**GIVEN INSTRUCTION 1**
Summarize the forum thread on puppy classes in three sentences.

**PASSAGE TO READ**
+ + +

Is there anywhere you can take a puppy class that has an instructor with competition experience? As far as socialization goes, that doesn't have to be off leash play with other dogs. Just walking around different places and playing with each other (you and the dog) in these places is what's most important. You can use the pet stores, parks, etc for that.The problem with using a petsmart type class for someone that wants to do obedience in the future is they may teach things in a style not preferrable for competition. For instance, you want to teach your dog to tuck up his rear legs in a sit, versus the way most pet instructors teach it by having the dog rock back. And I can tell you from experience, once you teach something one way it is a pain to try to go back and teach it a different way.


----------



## CosbysMommy (Feb 20, 2010)

The training club in Seattle has already started spring puppy classes, and when I called to ask when the next one would start that said not until Fall. But there is another place I'm going to call a little later, it's a little further but their website says "We offer weekly classes for Learning/Honing Handling Skills and Puppy Socialization" but the link it has next to it is not working. So I will call them to find out about that. But it has no basic obedience here, just Puppy Socialization and Conformation Handling.


----------



## Loisiana (Jul 29, 2009)

what about this place?http://www.dogsworldtraining.com/


----------



## CosbysMommy (Feb 20, 2010)

That one looks good, but it's from 6-7 and 45 minutes away, problem is we had to sell my car before the move and currently just have one, and theres no guarantee my husband would be home in time for me to make the class.


----------



## CosbysMommy (Feb 20, 2010)

Oh wait, they have Saturday classes!


----------



## Mighty Casey and Samson's Mom (Jul 16, 2008)

The Petsmart classes here are EXPENSIVE and run in a room that looks about 8X8 with instructors that appear to be 17. Carolark (a local school for pets (i.e. not for people training for titles) is competatively priced with them and SO MUCH BETTER!! They have teachers who have actually taken dogs through the process themselves, dealt with issues etc. They are super careful about the socialization part in the puppy classes, not having the big guys running with the wee ones until they get to know each other in small groups. I am not sure what I would do...

+ + +

**INFORMATION SUPPLIED**

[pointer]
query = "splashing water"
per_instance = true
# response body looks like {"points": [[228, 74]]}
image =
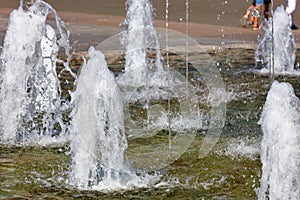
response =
{"points": [[276, 49], [99, 140], [30, 90], [280, 146], [138, 38]]}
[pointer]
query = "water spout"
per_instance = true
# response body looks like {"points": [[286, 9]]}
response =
{"points": [[276, 49], [30, 89], [280, 146]]}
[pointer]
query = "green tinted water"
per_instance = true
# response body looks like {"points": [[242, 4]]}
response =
{"points": [[230, 171]]}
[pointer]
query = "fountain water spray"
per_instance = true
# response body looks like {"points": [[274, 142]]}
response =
{"points": [[280, 146], [99, 140], [138, 37], [276, 49], [30, 89]]}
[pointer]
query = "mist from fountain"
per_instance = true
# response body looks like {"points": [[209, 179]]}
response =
{"points": [[276, 50], [138, 38], [98, 135], [30, 90], [280, 146]]}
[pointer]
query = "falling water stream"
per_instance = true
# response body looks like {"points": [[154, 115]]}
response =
{"points": [[150, 128]]}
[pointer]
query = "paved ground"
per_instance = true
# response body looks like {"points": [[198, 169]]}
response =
{"points": [[89, 26]]}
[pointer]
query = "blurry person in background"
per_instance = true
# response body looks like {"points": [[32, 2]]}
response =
{"points": [[267, 9], [290, 8]]}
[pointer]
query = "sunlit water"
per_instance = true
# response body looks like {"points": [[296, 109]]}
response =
{"points": [[30, 90], [276, 50], [231, 171]]}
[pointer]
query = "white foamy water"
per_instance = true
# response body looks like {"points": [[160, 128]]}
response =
{"points": [[139, 38], [280, 146], [277, 47], [30, 89], [99, 140]]}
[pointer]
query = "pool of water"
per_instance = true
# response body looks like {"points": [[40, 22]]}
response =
{"points": [[230, 171]]}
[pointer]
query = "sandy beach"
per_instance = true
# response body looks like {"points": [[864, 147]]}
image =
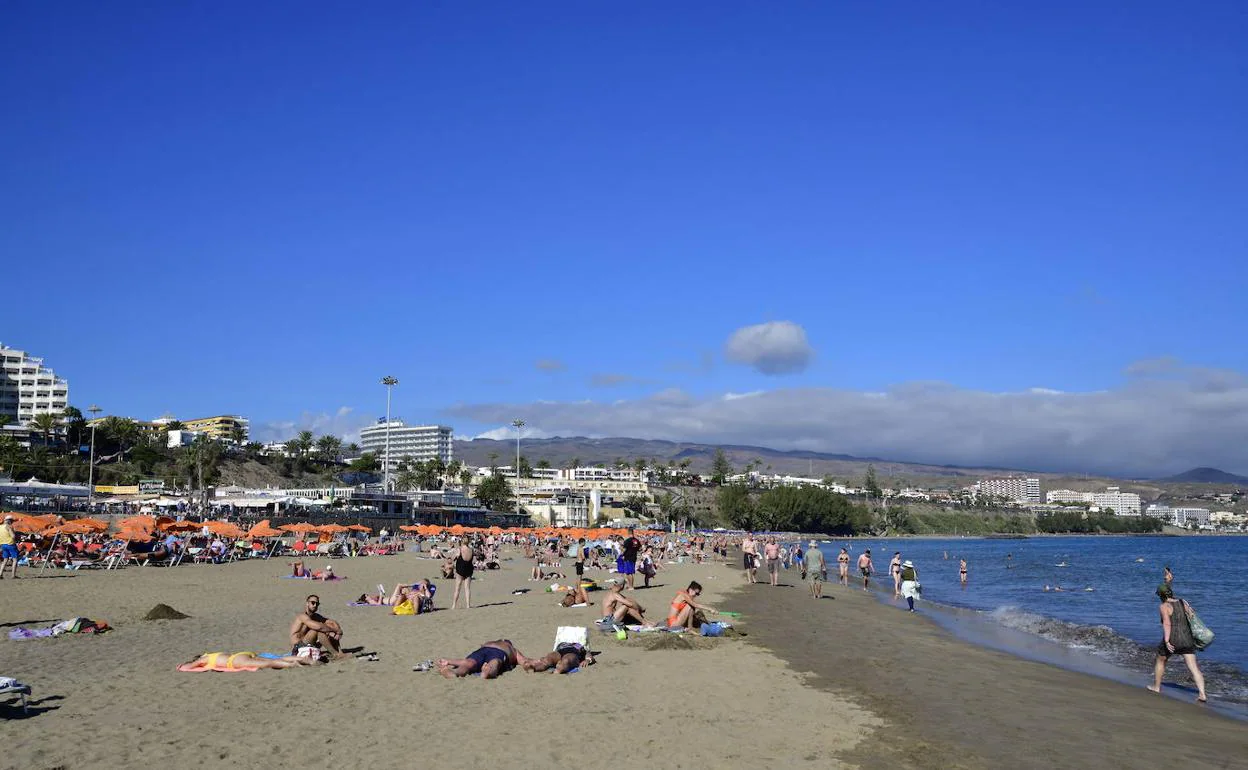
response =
{"points": [[117, 698], [950, 704]]}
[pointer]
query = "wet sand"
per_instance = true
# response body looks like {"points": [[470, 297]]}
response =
{"points": [[951, 704], [116, 699]]}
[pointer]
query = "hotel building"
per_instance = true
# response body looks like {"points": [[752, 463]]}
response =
{"points": [[28, 387], [408, 442]]}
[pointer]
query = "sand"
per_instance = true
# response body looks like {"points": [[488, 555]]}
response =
{"points": [[116, 699], [950, 704]]}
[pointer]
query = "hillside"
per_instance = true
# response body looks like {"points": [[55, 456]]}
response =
{"points": [[1206, 476]]}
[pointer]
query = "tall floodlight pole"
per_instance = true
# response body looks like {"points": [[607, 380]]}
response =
{"points": [[517, 424], [90, 474], [390, 382]]}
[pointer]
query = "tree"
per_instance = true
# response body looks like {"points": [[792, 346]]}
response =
{"points": [[720, 468], [46, 423], [735, 507], [870, 484], [494, 492]]}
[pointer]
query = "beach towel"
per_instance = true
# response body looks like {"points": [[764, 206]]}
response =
{"points": [[74, 625], [10, 687]]}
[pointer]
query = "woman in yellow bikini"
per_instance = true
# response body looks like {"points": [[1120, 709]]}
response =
{"points": [[240, 662]]}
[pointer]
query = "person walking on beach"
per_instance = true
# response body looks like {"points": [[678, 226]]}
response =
{"points": [[910, 583], [750, 559], [771, 550], [627, 562], [9, 554], [815, 567], [463, 568], [1176, 640], [865, 568]]}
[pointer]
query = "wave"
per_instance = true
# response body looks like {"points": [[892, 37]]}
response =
{"points": [[1223, 680]]}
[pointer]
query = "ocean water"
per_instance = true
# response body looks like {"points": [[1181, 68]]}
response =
{"points": [[1107, 607]]}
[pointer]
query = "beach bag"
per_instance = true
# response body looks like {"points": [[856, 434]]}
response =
{"points": [[1201, 632], [404, 608]]}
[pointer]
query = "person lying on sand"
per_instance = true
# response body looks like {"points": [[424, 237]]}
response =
{"points": [[325, 574], [312, 628], [622, 609], [397, 597], [492, 659], [564, 658], [240, 662], [685, 612]]}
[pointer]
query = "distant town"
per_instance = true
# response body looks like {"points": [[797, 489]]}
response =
{"points": [[51, 454]]}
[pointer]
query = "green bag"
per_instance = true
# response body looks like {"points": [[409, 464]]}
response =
{"points": [[1201, 632]]}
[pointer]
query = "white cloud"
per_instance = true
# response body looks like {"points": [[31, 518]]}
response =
{"points": [[343, 422], [1151, 426], [508, 432], [775, 347]]}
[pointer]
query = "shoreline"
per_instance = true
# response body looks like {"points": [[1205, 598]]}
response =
{"points": [[950, 703]]}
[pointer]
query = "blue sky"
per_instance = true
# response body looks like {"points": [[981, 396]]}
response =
{"points": [[265, 207]]}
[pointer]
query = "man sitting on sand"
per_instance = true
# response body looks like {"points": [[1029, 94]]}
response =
{"points": [[685, 612], [619, 608], [492, 659], [312, 628], [567, 657]]}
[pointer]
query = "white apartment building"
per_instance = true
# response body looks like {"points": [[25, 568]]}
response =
{"points": [[28, 387], [408, 442], [1012, 488], [1122, 503]]}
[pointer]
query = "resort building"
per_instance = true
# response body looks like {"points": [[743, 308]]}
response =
{"points": [[28, 387], [1012, 488], [1122, 503], [222, 427], [408, 442]]}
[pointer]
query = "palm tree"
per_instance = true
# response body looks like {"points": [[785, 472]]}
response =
{"points": [[46, 423]]}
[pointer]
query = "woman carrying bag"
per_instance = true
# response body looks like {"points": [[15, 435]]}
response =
{"points": [[1177, 639]]}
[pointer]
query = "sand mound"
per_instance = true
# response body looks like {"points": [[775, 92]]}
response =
{"points": [[675, 642], [164, 612]]}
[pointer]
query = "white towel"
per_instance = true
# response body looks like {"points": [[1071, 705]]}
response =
{"points": [[572, 634]]}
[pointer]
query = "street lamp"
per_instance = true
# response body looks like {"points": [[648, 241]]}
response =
{"points": [[517, 424], [390, 382], [90, 474]]}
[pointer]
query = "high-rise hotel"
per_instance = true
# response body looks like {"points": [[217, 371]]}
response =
{"points": [[28, 387]]}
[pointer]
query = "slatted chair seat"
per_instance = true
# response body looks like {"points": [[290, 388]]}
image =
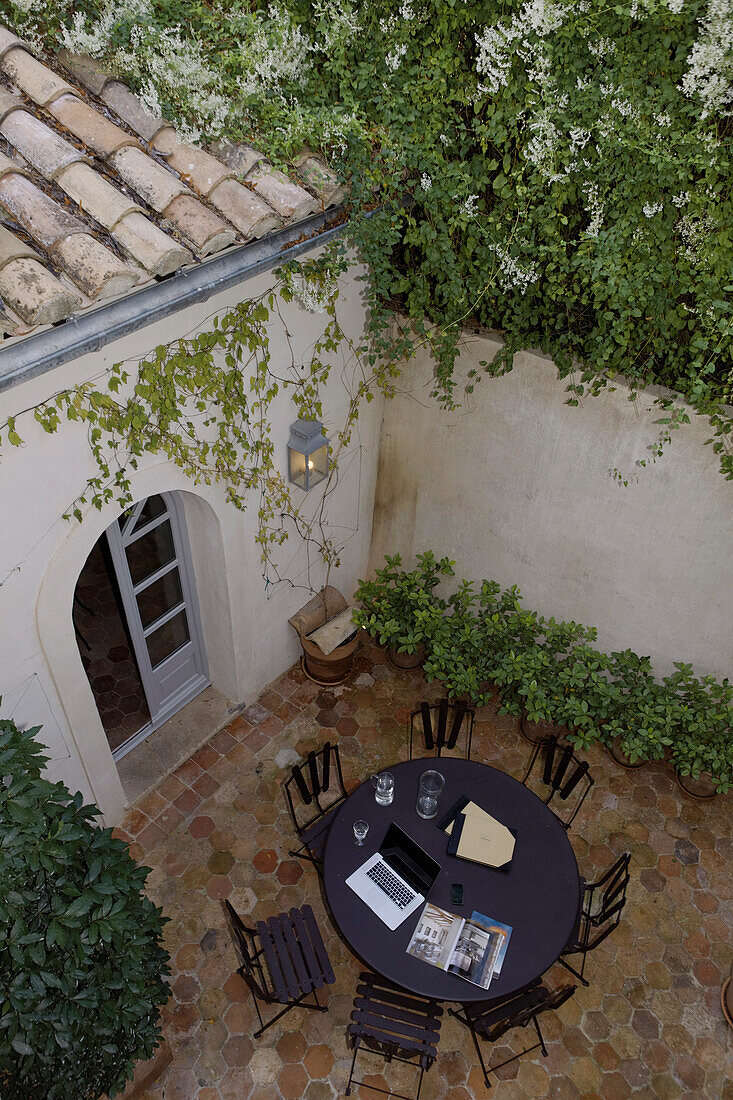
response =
{"points": [[564, 777], [520, 1010], [314, 791], [395, 1024], [602, 903], [283, 960], [437, 727]]}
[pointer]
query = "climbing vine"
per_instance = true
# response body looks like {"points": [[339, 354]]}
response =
{"points": [[567, 166], [204, 403]]}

+ + +

**GIVEN INSTRUCTION 2**
Count the lines of the records that contain the string "green", and give only the number.

**REPLY 1**
The thread opens with advice to find a puppy class taught by an instructor with competition experience, because pet-store classes may teach skills such as the sit in a style unsuited to competition obedience, and retraining a skill taught one way is difficult. A poster reports that the Seattle training club's spring puppy classes have already started, with the next one not until fall, and finds that a suggested school's 6-7 class is 45 minutes away but that the school also offers Saturday classes. Another poster describes the local Petsmart classes as expensive and held in a tiny room, while Carolark, a local pet school, is competitively priced and much better, with experienced teachers and careful puppy socialization in small groups.

**REPLY 2**
2